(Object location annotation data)
- - - - -
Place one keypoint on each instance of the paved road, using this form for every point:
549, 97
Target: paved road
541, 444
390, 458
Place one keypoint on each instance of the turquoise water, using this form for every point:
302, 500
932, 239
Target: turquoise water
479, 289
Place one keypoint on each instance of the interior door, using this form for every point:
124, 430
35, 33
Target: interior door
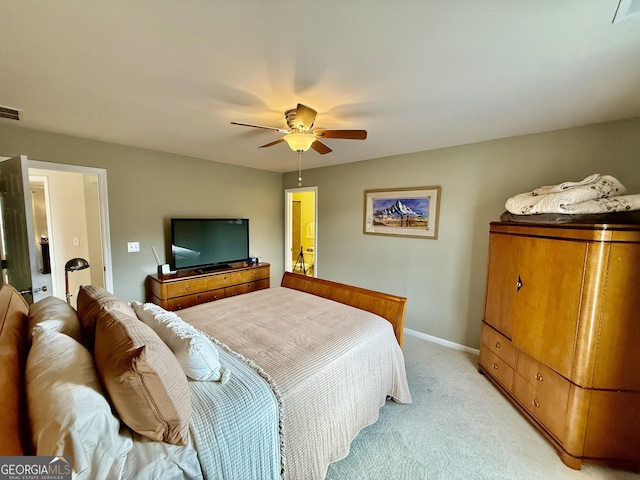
19, 267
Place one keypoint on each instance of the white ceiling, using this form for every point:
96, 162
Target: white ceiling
416, 74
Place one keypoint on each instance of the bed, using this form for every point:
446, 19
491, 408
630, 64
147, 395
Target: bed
271, 384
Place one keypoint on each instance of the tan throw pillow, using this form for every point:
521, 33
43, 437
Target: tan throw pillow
91, 301
196, 353
68, 412
146, 384
54, 314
- - - - -
DIRECTIONS
Rewrite the items from the line with "Place one keypoint on each instance of the interior" through the end of the items, replacing "Target" with "Object" and changing nothing else. Leave the pictures out.

THE REPLY
Place one keypoint on each instance of the interior door, using this form for every point:
124, 430
35, 33
Object: interior door
19, 267
Place one keypoint on each instance of the white ceiling, using this form for every point:
96, 162
Object: white ceiling
416, 74
Place one keypoint on each instance of the bed, using this form for every point:
446, 19
491, 408
630, 64
147, 395
Object: bed
271, 384
Place one keypoint on each instance of the tan throw pillow, using this form for every point:
521, 33
43, 437
Object: tan throw pillow
91, 301
196, 353
68, 412
146, 384
54, 314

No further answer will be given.